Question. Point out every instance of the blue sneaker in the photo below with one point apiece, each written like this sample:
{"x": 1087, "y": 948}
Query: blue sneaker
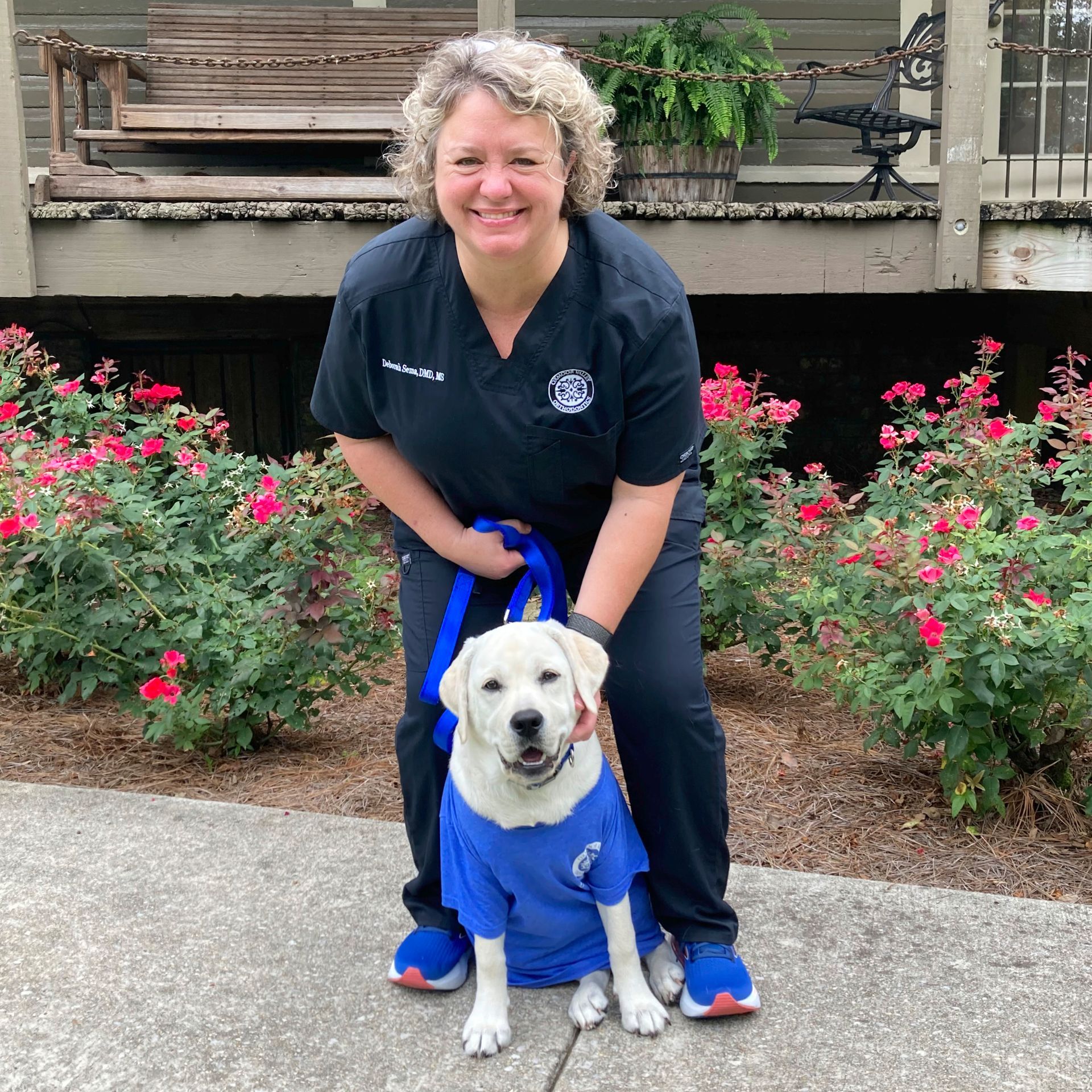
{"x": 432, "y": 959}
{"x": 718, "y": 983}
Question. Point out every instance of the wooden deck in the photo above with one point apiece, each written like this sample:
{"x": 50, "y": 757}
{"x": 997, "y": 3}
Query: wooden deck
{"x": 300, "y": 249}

+++

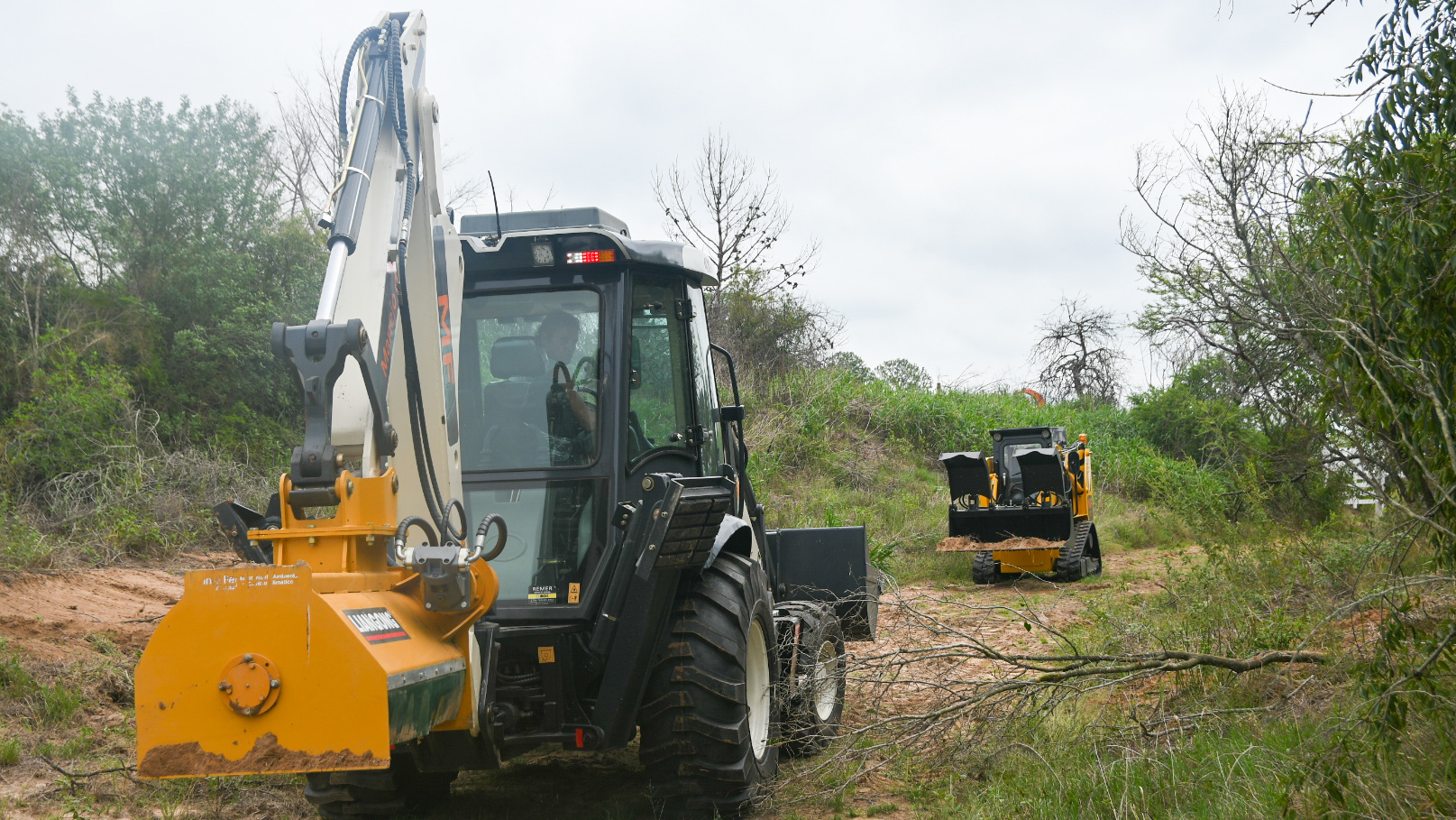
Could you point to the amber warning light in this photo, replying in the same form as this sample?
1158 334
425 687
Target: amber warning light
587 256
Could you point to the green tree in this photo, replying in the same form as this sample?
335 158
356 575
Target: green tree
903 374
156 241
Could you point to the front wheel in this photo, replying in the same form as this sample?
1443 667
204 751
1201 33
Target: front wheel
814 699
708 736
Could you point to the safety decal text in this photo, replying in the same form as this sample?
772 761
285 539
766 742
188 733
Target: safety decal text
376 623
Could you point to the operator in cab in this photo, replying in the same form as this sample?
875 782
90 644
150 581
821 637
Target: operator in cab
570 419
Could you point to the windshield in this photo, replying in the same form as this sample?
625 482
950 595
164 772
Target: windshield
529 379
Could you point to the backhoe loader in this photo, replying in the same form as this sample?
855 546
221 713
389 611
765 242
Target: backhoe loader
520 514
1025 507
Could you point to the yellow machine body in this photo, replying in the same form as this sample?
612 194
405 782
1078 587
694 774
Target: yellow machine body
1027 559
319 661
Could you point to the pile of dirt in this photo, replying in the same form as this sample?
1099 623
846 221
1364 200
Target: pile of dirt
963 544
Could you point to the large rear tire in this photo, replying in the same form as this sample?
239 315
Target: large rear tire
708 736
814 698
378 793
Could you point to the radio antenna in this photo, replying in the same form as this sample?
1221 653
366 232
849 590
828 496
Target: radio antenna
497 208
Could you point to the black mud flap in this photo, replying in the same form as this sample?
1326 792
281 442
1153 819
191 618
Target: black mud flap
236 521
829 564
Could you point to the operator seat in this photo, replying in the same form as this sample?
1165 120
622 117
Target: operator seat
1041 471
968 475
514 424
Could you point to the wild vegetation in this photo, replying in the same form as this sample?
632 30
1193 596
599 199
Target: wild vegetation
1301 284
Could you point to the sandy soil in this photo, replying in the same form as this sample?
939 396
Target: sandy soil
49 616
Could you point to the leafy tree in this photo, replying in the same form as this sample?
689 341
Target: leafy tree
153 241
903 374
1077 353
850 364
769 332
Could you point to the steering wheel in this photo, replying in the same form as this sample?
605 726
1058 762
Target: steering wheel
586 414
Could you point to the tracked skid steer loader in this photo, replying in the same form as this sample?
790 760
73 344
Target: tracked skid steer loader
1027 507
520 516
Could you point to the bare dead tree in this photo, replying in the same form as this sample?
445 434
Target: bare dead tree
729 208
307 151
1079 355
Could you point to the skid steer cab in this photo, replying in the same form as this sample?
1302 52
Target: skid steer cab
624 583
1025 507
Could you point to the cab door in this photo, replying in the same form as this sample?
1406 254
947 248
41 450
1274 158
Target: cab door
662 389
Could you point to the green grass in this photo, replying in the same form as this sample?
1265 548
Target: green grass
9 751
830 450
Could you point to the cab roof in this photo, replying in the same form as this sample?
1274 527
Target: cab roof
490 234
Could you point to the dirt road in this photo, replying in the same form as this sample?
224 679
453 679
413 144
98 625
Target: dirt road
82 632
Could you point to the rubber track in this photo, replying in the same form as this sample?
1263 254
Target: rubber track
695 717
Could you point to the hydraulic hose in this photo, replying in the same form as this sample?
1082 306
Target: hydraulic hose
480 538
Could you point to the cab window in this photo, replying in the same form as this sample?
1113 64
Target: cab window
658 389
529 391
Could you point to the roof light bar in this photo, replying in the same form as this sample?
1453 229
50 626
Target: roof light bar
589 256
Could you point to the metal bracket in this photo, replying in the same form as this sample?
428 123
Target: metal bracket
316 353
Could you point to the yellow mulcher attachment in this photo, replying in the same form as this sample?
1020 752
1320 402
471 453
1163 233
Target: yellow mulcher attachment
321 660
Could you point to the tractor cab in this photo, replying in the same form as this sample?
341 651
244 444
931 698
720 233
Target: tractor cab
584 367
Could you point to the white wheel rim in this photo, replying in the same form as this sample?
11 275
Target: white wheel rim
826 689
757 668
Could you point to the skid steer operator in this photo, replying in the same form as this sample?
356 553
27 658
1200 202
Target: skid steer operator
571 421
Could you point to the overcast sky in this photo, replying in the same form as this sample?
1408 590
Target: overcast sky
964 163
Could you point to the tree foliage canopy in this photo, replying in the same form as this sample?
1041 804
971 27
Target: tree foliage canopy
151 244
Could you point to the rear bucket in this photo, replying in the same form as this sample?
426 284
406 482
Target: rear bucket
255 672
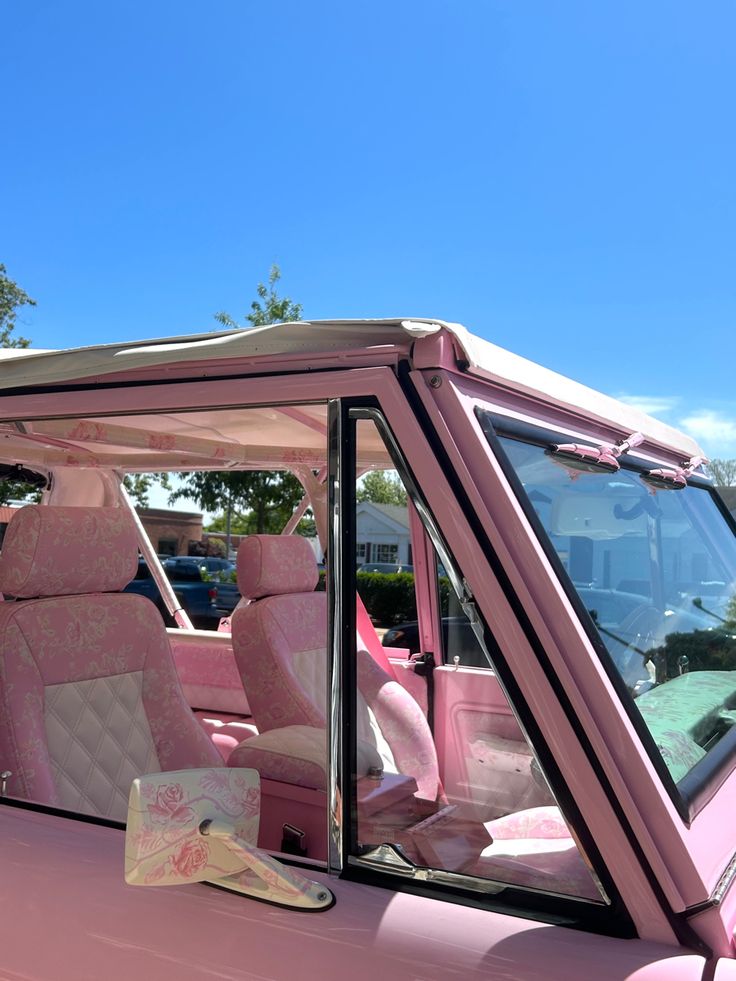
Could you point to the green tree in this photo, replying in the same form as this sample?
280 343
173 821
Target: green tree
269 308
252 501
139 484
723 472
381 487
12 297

+++

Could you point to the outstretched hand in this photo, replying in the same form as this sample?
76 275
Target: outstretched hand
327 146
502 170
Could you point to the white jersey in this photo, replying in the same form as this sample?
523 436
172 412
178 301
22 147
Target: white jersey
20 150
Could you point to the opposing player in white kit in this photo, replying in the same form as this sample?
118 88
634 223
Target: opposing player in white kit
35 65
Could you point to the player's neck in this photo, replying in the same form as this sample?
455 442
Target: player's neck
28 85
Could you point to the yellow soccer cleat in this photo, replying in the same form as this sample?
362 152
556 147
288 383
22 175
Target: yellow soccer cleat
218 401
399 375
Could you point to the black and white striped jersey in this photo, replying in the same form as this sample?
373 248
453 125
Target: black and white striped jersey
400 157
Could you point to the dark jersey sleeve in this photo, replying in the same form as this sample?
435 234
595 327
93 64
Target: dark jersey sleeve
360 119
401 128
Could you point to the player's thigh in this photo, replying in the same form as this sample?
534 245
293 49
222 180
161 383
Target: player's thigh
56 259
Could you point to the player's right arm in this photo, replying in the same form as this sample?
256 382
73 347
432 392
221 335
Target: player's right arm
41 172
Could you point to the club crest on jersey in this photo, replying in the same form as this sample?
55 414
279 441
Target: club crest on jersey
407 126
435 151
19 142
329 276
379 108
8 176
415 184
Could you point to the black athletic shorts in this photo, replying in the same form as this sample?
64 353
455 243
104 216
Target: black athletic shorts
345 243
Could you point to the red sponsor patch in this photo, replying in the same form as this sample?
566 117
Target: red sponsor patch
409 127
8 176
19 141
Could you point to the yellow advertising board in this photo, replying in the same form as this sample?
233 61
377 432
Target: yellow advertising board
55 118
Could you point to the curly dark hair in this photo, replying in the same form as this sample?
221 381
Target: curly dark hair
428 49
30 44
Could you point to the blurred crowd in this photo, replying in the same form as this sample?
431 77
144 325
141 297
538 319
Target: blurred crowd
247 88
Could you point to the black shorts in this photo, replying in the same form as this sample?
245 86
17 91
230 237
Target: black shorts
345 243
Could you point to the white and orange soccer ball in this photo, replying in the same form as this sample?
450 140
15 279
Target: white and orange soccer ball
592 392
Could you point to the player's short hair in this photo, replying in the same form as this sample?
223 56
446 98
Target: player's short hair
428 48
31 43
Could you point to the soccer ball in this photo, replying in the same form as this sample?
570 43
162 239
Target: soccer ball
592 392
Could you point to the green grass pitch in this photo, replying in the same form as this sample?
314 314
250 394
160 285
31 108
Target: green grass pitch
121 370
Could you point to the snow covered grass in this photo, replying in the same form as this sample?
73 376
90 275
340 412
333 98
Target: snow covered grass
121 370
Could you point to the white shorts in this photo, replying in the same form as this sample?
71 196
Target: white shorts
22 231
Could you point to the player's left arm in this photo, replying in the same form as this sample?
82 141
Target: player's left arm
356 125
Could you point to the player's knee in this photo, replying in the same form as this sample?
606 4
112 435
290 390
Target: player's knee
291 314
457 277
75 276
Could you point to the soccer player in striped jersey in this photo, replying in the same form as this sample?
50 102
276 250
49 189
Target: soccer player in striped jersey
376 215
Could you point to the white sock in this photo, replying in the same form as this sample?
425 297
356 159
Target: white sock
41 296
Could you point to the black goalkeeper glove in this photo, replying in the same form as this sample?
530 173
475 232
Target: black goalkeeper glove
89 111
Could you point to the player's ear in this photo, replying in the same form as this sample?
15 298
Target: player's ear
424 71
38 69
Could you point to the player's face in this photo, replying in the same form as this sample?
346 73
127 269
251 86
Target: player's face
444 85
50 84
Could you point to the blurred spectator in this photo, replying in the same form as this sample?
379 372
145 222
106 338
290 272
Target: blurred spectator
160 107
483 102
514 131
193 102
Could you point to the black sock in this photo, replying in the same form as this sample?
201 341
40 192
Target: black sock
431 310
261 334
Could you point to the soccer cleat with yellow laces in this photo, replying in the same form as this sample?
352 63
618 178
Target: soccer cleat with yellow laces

+++

◆ INSTRUCTION ◆
Pick out each line in the listing above that contains the string "blurred", and copy those lines in full.

◆ RESPONSE ◆
Could you point to the blurred crowd in this photo, replying in the same form as this sample?
Target: blurred crowd
Could you point to the blurred spectator in this photo, replying in the same form as this sample?
Target: blurred spectator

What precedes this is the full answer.